Natural language region descriptions
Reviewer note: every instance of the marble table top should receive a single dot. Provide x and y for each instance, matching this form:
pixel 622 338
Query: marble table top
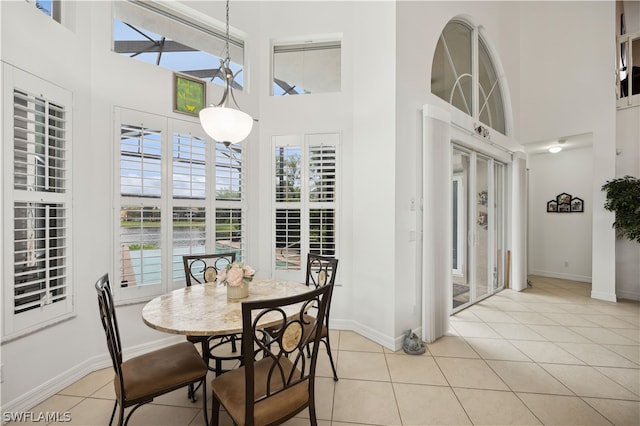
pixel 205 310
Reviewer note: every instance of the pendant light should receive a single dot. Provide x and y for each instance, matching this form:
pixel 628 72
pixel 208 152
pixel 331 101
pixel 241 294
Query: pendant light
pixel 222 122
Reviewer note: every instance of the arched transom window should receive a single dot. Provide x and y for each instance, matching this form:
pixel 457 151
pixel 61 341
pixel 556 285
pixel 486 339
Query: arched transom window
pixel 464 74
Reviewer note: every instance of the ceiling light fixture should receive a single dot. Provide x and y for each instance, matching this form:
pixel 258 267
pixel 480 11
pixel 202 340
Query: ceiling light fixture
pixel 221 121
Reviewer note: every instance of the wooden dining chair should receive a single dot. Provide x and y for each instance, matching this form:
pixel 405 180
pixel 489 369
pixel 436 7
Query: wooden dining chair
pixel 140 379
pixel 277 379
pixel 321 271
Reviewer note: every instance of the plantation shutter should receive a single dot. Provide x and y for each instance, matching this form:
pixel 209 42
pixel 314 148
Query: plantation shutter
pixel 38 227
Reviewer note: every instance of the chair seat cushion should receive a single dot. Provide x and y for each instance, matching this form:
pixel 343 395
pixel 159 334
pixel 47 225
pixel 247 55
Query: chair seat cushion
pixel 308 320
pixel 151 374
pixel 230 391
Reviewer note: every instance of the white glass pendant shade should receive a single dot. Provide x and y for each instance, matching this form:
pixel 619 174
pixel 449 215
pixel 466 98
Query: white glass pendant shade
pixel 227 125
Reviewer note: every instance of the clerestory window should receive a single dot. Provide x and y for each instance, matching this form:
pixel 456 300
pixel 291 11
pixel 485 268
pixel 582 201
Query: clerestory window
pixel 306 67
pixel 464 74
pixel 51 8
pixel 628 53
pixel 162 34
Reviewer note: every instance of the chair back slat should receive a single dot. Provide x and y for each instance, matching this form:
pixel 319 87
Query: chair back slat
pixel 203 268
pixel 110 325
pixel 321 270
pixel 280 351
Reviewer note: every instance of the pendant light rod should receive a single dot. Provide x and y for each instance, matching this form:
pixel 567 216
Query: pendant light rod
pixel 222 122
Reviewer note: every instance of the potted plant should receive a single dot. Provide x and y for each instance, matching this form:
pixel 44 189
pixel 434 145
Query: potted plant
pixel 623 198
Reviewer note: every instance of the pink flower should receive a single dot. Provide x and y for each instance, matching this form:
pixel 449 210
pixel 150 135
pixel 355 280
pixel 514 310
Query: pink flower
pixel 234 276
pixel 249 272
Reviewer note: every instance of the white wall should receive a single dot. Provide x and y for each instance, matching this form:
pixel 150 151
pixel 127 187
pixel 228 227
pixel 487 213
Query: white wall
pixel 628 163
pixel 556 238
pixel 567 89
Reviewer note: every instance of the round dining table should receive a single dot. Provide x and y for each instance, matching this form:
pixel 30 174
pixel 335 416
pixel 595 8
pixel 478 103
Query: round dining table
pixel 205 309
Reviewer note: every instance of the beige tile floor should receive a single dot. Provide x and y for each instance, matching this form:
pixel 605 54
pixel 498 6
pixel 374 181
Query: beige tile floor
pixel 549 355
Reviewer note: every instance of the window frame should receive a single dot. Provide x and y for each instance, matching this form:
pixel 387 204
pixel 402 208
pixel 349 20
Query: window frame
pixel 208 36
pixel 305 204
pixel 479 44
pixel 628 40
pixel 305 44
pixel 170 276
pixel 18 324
...
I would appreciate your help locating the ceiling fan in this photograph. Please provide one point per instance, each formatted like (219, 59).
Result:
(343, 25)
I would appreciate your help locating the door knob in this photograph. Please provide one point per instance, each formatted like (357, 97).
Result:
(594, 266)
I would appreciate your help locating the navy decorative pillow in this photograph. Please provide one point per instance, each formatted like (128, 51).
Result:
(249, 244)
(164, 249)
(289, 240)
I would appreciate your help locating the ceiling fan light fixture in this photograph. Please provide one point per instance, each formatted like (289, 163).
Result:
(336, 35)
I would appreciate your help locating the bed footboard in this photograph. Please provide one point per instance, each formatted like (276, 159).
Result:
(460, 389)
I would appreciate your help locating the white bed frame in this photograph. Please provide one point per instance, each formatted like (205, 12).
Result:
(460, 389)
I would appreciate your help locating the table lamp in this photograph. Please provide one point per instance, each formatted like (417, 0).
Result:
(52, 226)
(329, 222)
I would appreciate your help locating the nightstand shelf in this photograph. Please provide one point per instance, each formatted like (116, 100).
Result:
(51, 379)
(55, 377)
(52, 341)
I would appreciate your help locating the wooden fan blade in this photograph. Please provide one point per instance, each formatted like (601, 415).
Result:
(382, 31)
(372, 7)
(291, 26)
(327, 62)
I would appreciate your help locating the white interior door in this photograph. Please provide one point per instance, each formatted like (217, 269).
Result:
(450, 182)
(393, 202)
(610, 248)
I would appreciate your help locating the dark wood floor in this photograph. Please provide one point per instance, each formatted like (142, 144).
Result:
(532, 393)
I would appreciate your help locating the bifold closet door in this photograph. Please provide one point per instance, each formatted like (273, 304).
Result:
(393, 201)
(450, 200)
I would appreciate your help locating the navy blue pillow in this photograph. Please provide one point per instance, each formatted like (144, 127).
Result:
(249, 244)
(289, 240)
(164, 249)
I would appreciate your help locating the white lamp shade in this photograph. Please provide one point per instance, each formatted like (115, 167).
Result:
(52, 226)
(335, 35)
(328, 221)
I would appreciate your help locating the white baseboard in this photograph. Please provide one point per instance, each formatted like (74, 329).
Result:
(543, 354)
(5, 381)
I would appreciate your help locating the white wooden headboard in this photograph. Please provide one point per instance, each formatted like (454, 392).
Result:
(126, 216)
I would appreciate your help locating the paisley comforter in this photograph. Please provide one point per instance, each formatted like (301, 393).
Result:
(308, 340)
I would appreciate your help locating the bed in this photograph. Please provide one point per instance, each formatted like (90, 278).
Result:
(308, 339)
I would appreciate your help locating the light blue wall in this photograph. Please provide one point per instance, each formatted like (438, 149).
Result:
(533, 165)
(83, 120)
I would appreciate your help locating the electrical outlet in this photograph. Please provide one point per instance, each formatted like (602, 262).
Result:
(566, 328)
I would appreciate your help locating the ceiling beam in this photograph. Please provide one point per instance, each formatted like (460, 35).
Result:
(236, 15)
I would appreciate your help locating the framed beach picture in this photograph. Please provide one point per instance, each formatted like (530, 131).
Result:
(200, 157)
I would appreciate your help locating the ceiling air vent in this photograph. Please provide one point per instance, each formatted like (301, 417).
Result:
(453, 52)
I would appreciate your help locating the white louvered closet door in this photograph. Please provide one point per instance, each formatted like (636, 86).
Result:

Your assignment:
Look above for the line with "pixel 628 72" and the line with "pixel 619 174". Retype those two lines and every line between them exactly, adding nothing.

Solution to this problem:
pixel 628 72
pixel 208 152
pixel 331 101
pixel 241 294
Query: pendant light
pixel 222 122
Reviewer note: every instance of the arched transom window should receive a single dot. Provide x and y for each instance, matching this form:
pixel 457 151
pixel 61 341
pixel 556 285
pixel 486 339
Query: arched transom window
pixel 464 74
Reviewer note: every instance of the ceiling light fixture should receive a single dot. Provide x and y for each instance, matching this form:
pixel 258 267
pixel 480 11
pixel 202 340
Query: ceiling light fixture
pixel 221 121
Reviewer note: every instance of the wooden dining chair should receive a single dot. Provide x and y for each instance, matching this form:
pixel 405 180
pixel 489 369
pixel 436 7
Query: wooden dining chair
pixel 140 379
pixel 277 379
pixel 321 271
Reviewer note: every instance of the plantation shutter should receive a single dot. Provide x and y for each instance, matching this form:
pixel 209 42
pixel 314 148
Query: plantation shutter
pixel 38 227
Reviewer note: every instance of the chair seat cushion should receive a single dot. Provide x and y for each instance, matching this form:
pixel 343 395
pixel 159 334
pixel 47 225
pixel 247 55
Query: chair seat cushion
pixel 308 320
pixel 151 374
pixel 230 391
Reviewer note: every instance of the white glass pendant shade should receive a single dot. Provide x and y for each instance, matching this form:
pixel 619 174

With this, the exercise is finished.